**Written instruction**. In the entries below, find the line containing "Note: pick out each instance of the tree stump". Copy it and all lines after it, exactly, through the end.

>> START Supplied information

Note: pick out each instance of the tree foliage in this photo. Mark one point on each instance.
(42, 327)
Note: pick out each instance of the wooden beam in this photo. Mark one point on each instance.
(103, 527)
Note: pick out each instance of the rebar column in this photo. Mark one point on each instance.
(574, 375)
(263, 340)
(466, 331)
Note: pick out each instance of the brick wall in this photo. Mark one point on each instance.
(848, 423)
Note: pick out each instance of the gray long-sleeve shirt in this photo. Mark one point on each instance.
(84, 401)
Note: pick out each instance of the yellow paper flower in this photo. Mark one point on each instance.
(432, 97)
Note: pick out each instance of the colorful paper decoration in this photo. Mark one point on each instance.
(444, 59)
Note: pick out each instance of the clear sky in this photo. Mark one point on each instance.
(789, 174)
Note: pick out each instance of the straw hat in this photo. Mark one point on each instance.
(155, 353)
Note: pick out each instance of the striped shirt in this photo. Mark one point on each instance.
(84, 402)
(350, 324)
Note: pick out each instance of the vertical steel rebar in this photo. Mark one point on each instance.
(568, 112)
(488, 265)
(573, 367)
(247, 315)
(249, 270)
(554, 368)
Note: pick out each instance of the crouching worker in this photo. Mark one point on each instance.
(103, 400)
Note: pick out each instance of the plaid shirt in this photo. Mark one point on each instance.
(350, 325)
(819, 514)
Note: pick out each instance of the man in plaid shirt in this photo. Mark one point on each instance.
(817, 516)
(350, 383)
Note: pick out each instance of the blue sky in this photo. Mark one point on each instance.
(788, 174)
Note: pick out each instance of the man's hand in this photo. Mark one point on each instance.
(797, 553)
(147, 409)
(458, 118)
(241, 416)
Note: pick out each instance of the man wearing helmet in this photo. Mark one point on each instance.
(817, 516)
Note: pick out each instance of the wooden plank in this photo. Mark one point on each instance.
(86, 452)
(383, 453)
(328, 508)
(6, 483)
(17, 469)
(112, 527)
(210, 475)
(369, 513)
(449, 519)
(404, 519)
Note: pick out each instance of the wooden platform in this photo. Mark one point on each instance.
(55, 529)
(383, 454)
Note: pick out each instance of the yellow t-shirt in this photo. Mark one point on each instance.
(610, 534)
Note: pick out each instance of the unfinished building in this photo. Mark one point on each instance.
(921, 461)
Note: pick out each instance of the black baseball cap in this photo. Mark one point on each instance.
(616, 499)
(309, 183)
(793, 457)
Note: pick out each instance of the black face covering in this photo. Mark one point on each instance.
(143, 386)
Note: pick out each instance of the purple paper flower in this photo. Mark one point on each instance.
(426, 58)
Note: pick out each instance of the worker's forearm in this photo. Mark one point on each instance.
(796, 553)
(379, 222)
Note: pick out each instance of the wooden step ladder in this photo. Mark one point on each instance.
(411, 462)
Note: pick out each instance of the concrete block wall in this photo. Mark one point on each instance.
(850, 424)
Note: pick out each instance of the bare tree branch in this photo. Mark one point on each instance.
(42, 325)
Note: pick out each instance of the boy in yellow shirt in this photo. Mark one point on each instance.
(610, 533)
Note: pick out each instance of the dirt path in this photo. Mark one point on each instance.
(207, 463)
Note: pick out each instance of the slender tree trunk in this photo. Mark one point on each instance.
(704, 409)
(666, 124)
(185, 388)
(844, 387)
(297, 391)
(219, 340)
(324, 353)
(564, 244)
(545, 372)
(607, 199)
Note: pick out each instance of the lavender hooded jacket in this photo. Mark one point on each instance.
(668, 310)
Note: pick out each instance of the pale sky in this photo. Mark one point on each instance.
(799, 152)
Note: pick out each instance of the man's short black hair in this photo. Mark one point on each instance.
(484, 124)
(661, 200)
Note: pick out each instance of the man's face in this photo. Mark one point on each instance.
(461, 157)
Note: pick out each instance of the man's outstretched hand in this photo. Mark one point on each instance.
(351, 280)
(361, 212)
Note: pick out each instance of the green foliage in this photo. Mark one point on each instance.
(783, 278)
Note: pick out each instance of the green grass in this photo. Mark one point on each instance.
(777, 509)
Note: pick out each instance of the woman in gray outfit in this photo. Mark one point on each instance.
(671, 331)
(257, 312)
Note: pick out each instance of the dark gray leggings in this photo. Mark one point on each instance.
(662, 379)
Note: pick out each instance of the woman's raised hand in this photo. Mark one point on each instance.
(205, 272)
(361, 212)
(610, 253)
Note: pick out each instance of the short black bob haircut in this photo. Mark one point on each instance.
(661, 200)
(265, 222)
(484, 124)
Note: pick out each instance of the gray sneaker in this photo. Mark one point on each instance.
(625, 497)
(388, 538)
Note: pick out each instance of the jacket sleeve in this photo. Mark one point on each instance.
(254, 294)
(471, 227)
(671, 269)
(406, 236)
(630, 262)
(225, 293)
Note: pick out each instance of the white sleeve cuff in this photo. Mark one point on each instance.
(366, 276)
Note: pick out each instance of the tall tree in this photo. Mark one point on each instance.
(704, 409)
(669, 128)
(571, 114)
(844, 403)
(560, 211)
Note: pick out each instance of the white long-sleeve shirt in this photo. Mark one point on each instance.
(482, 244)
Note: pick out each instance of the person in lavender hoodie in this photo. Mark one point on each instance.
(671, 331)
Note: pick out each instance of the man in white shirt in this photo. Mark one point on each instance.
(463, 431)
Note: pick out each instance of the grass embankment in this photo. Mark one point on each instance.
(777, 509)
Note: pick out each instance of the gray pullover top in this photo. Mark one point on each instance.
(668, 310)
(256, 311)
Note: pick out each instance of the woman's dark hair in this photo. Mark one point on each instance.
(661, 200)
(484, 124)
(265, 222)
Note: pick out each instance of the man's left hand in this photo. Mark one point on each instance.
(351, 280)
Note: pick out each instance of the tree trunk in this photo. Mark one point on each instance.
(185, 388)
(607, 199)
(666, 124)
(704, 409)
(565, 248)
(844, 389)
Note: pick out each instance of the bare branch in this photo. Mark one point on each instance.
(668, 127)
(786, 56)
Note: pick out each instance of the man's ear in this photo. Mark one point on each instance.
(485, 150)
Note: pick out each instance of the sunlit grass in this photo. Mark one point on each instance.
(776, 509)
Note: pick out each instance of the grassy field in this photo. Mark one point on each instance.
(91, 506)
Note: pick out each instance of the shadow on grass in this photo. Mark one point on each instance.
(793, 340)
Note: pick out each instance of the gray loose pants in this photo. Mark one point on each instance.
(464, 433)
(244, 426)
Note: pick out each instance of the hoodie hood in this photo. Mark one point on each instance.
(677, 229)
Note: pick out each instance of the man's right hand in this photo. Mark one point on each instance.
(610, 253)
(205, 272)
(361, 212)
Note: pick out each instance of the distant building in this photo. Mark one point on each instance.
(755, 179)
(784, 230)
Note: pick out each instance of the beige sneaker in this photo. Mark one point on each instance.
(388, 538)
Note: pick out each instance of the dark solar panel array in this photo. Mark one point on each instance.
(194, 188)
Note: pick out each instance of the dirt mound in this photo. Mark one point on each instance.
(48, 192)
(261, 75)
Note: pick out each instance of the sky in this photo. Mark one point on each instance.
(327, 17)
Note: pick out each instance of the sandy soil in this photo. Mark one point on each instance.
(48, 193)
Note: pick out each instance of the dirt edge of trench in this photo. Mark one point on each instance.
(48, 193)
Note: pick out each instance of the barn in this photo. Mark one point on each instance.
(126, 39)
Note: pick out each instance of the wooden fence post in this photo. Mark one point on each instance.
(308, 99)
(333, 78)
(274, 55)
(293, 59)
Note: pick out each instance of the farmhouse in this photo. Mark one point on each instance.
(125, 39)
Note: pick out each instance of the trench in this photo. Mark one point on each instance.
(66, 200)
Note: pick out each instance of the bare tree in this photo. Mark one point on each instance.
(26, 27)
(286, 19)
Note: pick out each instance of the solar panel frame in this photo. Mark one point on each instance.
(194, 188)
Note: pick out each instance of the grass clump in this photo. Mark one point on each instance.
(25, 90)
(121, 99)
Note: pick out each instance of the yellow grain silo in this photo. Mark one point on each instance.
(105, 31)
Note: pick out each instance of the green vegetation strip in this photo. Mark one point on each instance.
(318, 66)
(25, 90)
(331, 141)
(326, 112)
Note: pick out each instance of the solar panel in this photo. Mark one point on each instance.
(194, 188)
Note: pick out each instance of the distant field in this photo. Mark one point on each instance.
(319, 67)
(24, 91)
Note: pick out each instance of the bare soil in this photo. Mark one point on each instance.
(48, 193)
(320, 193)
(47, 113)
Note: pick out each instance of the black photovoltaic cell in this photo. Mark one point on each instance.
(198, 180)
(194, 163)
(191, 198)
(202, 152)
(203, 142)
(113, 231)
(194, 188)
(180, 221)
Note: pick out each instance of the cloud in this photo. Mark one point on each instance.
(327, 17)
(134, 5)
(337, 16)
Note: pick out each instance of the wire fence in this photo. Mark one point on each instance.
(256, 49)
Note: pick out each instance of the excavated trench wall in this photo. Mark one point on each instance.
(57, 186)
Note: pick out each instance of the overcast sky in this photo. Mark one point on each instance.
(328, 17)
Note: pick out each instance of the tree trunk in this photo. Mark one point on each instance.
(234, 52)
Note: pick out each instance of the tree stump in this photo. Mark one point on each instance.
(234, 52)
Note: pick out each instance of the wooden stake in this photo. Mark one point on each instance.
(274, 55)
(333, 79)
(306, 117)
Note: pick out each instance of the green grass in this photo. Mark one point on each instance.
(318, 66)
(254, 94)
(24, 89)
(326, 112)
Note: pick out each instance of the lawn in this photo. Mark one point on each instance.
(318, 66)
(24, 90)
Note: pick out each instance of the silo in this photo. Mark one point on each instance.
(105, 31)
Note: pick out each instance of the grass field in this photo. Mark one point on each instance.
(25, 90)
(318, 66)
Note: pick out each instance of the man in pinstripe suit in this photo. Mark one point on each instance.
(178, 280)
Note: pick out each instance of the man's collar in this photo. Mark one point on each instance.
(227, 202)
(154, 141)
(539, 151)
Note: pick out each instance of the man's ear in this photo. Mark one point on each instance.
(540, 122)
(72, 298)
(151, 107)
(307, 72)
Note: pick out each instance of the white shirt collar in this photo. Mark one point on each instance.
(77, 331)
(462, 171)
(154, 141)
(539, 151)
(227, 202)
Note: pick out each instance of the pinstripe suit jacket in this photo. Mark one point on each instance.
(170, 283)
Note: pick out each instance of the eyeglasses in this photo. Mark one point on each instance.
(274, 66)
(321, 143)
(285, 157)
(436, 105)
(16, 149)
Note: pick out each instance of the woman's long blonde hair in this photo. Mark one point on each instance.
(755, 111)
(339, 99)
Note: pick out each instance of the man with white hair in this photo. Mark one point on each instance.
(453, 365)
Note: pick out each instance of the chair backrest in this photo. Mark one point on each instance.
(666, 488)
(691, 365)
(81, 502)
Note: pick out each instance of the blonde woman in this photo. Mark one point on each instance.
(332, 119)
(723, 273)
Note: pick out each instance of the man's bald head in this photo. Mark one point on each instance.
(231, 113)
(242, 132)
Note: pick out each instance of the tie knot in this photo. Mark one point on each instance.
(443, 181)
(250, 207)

>> END Supplied information

**Completed exercise**.
Note: pick out each instance of the tree stump in this photo. Mark one point on each instance.
(234, 52)
Note: pick out each instance of the wooden stake in this photo. Mark one point on each instance.
(274, 55)
(333, 79)
(306, 117)
Note: pick out each instance of the green grass in this photo. Mark one point on each instance.
(318, 66)
(254, 94)
(24, 89)
(326, 112)
Note: pick out each instance of the lawn in this photo. Mark one point on each instance.
(318, 66)
(24, 90)
Note: pick out each instance of the silo in this photo. Mark one point on each instance.
(105, 31)
Note: pick out each instance of the grass field in this photo. Mark one point on each instance.
(25, 90)
(318, 66)
Note: pick out each instance of the man in pinstripe suit in this photo. Mark one point on each instance.
(178, 280)
Note: pick out each instance of the man's collar in this photo. Mark one point on each instance.
(227, 202)
(154, 141)
(539, 151)
Note: pick out each instance of the man's ear in this photo. Mark one point on each instance.
(540, 122)
(72, 298)
(151, 107)
(307, 72)
Note: pick out each instance of the white shirt collar in this photo. Mark one point on each instance.
(77, 331)
(462, 171)
(154, 141)
(539, 151)
(227, 202)
Note: pick out each instance of the pinstripe suit jacket in this photo. Mark one point on each instance.
(170, 283)
Note: pick out each instance of the eyeglasses in this photo. Mark one point on each instance.
(274, 66)
(321, 143)
(285, 157)
(436, 105)
(16, 149)
Note: pick out each instance of the woman's long blonde hair in this photo. Mark one point on each instance.
(755, 111)
(339, 99)
Note: pick out each instance of the man with white hair in this photo. Mark one point on each instance.
(453, 365)
Note: pick out each instance of the chair backrest in this photo. Mark one point on each instance.
(666, 488)
(691, 365)
(81, 502)
Note: pick out each instance of the blonde woman in this photo. Mark one point on each instance.
(332, 119)
(723, 273)
Note: pick out each instance of the man's bald head in this photo. Mark one point on each instance.
(231, 113)
(242, 132)
Note: pick out each instance of the tie knot in this photo. Mark one point on each instance.
(443, 181)
(250, 207)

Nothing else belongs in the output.